**Aim of the exercise**
Your response must be made up of each line in the data below that contains the string "conifer".
*** Block opens ***
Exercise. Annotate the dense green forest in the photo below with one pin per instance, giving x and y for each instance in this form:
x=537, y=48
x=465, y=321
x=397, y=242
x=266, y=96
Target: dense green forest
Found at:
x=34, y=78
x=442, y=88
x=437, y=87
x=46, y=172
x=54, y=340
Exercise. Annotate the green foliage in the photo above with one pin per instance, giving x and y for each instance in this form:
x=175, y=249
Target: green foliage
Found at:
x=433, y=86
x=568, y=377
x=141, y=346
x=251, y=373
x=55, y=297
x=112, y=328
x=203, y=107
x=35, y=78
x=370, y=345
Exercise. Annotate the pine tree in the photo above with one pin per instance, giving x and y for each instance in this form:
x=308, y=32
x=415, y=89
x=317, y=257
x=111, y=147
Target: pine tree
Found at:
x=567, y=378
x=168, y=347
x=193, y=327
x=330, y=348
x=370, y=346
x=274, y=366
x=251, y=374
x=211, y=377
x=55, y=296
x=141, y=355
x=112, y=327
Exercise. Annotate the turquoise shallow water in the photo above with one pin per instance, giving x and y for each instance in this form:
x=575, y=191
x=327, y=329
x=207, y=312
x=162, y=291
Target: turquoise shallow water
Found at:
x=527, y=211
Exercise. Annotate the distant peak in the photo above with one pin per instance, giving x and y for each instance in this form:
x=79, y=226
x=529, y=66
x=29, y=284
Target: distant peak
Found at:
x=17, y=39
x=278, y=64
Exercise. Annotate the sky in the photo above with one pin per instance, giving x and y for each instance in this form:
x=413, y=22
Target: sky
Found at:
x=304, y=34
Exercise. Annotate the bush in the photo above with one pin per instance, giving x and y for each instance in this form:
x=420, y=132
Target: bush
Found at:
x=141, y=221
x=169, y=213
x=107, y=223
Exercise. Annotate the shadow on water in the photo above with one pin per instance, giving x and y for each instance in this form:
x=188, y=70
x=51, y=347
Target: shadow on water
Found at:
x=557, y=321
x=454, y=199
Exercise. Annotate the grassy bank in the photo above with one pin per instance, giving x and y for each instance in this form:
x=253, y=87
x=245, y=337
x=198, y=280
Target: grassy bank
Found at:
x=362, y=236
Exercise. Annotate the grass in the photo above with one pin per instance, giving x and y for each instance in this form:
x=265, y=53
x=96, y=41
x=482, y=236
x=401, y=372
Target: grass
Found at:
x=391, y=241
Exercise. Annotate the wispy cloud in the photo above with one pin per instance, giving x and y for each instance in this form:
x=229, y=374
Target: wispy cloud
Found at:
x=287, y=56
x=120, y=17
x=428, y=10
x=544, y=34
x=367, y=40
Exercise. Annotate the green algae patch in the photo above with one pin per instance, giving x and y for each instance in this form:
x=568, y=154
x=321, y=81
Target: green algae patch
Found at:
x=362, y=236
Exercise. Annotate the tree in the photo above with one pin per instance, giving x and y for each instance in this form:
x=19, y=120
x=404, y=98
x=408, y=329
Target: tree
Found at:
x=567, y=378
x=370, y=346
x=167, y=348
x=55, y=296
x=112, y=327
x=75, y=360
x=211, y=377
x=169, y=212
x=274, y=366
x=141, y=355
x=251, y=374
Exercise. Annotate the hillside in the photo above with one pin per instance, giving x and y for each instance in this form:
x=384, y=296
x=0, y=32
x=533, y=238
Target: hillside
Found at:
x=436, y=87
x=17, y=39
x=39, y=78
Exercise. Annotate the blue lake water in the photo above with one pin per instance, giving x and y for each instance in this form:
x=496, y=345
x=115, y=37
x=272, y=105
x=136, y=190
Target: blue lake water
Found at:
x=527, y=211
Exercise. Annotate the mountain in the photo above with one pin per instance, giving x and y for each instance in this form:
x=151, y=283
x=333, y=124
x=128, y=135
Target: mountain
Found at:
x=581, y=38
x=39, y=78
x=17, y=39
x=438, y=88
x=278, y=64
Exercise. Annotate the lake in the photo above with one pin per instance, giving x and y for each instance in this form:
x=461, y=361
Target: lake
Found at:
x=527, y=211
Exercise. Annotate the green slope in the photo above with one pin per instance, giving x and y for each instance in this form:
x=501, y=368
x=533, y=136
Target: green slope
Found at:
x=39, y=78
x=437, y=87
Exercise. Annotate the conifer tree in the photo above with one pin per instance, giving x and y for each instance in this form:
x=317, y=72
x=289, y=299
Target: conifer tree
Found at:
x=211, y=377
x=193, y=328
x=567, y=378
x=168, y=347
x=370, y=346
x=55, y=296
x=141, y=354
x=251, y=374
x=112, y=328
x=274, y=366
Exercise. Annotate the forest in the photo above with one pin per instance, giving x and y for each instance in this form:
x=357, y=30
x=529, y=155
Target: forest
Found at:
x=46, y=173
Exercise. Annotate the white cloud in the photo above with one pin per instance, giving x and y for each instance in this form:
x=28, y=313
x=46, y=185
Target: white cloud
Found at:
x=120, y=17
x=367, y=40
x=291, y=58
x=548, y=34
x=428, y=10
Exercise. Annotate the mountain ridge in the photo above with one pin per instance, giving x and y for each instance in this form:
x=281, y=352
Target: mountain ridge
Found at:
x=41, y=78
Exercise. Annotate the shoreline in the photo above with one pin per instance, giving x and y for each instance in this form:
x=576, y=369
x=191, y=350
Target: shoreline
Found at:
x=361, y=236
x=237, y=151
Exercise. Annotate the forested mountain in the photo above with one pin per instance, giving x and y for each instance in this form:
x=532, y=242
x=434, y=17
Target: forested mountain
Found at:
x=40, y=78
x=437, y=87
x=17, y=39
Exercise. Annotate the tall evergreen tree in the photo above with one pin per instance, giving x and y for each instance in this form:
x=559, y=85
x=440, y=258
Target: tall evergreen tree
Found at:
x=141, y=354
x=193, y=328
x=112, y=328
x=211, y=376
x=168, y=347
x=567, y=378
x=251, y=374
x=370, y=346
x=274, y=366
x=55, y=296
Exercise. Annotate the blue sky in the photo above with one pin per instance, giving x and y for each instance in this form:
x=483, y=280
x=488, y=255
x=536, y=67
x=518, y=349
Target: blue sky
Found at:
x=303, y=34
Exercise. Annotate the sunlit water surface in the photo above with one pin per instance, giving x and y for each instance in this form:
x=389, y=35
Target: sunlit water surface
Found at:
*** Block closes ***
**Task response**
Exercise. Annotate the conifer tree in the photo above with one pin per instance, giving x and y for each instance in this form:
Target: conifer tree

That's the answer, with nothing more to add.